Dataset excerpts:
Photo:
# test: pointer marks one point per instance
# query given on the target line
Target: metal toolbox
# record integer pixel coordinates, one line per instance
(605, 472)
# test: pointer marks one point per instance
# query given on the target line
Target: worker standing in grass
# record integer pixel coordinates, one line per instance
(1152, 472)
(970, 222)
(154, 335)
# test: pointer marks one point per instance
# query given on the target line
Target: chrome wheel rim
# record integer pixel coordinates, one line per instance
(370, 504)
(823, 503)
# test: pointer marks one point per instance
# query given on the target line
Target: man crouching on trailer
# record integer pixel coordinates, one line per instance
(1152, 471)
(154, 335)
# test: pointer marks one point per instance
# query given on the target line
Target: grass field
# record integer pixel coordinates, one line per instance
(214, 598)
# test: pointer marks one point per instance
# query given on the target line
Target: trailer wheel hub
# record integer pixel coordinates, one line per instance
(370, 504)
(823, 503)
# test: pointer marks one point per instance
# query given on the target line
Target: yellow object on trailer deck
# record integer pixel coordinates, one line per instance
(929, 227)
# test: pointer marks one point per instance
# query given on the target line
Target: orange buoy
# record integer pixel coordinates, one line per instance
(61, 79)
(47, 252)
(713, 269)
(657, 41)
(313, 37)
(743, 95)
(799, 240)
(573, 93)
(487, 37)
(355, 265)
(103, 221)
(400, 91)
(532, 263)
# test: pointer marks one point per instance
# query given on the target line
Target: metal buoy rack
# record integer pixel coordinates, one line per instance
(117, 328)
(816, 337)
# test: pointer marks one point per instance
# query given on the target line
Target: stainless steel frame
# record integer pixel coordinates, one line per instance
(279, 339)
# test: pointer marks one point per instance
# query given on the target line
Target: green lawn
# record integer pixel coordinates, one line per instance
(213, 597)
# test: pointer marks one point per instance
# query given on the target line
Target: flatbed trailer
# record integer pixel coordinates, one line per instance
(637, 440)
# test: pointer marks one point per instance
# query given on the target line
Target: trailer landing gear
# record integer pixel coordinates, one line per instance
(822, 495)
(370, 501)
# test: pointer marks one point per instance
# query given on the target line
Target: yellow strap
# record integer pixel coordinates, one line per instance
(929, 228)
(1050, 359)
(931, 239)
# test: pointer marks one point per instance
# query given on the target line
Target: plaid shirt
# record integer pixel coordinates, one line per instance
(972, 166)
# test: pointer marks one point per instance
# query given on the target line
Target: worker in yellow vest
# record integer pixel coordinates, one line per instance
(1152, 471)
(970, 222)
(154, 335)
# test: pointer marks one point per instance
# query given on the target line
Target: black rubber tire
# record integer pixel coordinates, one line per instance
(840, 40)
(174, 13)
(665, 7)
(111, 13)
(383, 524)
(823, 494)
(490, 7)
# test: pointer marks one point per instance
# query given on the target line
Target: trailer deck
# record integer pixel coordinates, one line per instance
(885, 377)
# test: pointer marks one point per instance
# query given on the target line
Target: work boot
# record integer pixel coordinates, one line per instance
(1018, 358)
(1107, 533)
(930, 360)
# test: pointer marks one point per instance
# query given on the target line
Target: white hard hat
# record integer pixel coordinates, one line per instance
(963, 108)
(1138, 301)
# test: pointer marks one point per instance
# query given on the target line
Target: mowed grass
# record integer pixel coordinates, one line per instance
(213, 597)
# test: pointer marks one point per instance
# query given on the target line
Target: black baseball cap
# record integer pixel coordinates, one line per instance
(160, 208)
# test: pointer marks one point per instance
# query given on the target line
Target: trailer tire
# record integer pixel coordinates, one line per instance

= What you are asked to do =
Exactly as they appear above, return all of the records.

= Output below =
Photo:
# test: pointer marks one point per instance
# query given on the target line
Target: metal toolbox
# record integer pixel coordinates, one line per instance
(605, 472)
# test: pointer marks one point per instance
# query given on the target line
Target: worker standing in grass
# record integer pixel coordinates, one line per instance
(1152, 472)
(970, 222)
(154, 335)
# test: pointer marks one point per instance
# query given on the target line
Target: chrome wheel rim
# record integer pixel coordinates, one line per instance
(370, 504)
(823, 503)
# test: pointer marks one point per instance
# query given on the target line
Target: man crouching on trailer
# record integer pixel coordinates, one line per instance
(1152, 471)
(154, 335)
# test: pointer marks one point per instance
# query given on the target line
Target: grass field
# record integer pixel coordinates, one line per instance
(214, 598)
# test: pointer marks one point per instance
# query given on the target line
Target: trailer wheel hub
# record integer pixel coordinates, one line per instance
(370, 504)
(823, 503)
# test: pointer marks one point per instance
# query given on the target line
Target: yellow object on trailer deck
# record integer pixel coordinates, one line per instance
(929, 227)
# test: pointer marks one point per instance
# query given on the target line
Target: orange buoy
# record integer pixel coordinates, one line per instance
(61, 79)
(47, 252)
(713, 269)
(657, 41)
(313, 37)
(743, 95)
(799, 240)
(573, 93)
(487, 37)
(355, 265)
(103, 221)
(400, 91)
(532, 263)
# test: pointer marks one point per instance
# query given on the target line
Target: metal buoy rack
# record integer pixel coordinates, one line per instance
(117, 328)
(816, 337)
# test: pointer marks one point per instance
# query given on the target line
Target: stainless steel frame
# record integer pixel coordinates, one line per instance
(279, 339)
# test: pointer marks one point per instance
# query given on the target line
Target: green lawn
# record integer pixel coordinates, one line per instance
(213, 597)
# test: pointer marks one point per instance
# query given on the target line
Target: flatbed trailer
# record integer pixel coordinates, one line per instance
(637, 440)
# test: pointer marks one point per instance
# query given on the target line
Target: trailer landing gear
# record integer pixel coordinates, one line per instance
(822, 495)
(370, 501)
# test: pointer marks one point per instance
# query given on the target line
Target: yellow strap
# record integer pixel coordinates, one line per instance
(929, 228)
(1050, 359)
(931, 239)
# test: pointer marks one point per instance
# query given on the target line
Target: plaid shirt
# record integer pixel coordinates, one line per instance
(972, 166)
# test: pointer marks one point per instance
# query given on the target line
Target: worker in yellow vest
# record integer pixel coordinates, one line per instance
(1152, 471)
(970, 222)
(154, 335)
# test: pointer marks one point per instance
# query given on the target line
Target: black rubber tire
# record integer pixel coordinates, one line per instance
(840, 40)
(174, 13)
(665, 7)
(111, 13)
(383, 524)
(823, 494)
(490, 7)
# test: pointer marks one point per instance
# query given on the target line
Target: trailer deck
# record integer pixel coordinates, one line per instance
(885, 377)
# test: pointer marks one point per instance
# query given on the target line
Target: work boot
# record integer pixel coordinates, one line per instance
(1018, 358)
(1107, 533)
(930, 360)
# test: pointer marks one point per instance
# query given on the target line
Target: white hard hat
# record integer pixel coordinates, one line per instance
(963, 108)
(1138, 301)
# test: pointer marks one point per instance
# query given on the target line
Target: mowed grass
# record integer pixel coordinates, one line per instance
(213, 597)
# test: pointer marks one point per instance
# query given on the target line
Target: black baseball cap
# record integer pixel coordinates, one line per instance
(160, 208)
# test: pointer marks one point per instance
# query given on the target line
Target: trailer tire
# record integer pixel coordinates, one line per instance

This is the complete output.